--- Supplied data ---

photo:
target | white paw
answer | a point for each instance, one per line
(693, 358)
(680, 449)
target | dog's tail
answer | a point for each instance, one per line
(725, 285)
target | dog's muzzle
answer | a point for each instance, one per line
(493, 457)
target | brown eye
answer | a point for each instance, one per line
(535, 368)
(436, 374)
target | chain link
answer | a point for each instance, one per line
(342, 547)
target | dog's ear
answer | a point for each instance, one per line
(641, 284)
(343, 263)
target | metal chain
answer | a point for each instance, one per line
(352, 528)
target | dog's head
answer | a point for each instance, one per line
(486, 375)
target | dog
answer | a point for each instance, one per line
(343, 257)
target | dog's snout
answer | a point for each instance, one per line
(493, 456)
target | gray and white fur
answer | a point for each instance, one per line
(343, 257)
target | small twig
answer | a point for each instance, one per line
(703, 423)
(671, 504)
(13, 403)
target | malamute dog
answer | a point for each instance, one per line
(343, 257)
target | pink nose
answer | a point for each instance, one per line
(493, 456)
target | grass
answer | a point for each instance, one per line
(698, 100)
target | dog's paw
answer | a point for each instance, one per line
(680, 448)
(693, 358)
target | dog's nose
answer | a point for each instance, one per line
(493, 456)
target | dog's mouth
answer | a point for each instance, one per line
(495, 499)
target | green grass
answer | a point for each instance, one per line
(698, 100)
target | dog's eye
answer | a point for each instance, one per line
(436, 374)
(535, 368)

---
--- Supplied data ---

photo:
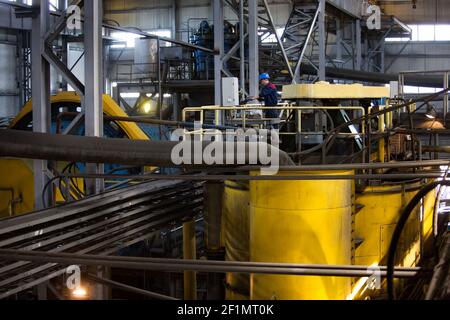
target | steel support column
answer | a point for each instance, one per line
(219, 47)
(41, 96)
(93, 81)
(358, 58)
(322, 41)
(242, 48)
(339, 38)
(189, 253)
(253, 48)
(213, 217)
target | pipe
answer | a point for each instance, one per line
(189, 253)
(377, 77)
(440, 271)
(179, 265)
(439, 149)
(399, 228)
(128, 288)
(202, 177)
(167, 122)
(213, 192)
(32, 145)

---
--- Supplied data ---

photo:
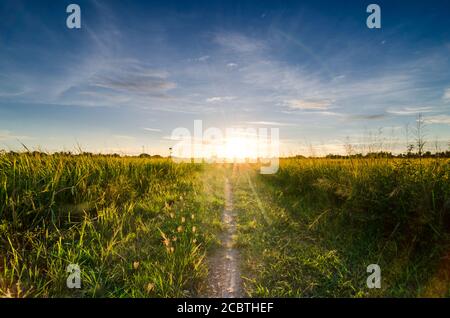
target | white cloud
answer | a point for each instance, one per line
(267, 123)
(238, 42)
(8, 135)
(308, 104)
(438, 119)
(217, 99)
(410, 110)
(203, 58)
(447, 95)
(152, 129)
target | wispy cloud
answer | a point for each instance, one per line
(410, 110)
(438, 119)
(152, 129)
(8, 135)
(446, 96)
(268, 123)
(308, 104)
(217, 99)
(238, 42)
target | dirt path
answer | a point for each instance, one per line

---

■ **Description of the task**: After locating the line holding "target | malamute dog" above, output exactly that line and every line after it through the line holding "target | dog's nose". Include nothing else.

■ **Task answer**:
target | malamute dog
answer | a point for each instance, one per line
(343, 257)
target | pink nose
answer | a point for each instance, one per line
(493, 456)
target | grass
answer | a point for each instance, one per line
(698, 100)
target | dog's paw
answer | a point for each instance, one per line
(680, 448)
(693, 358)
target | dog's nose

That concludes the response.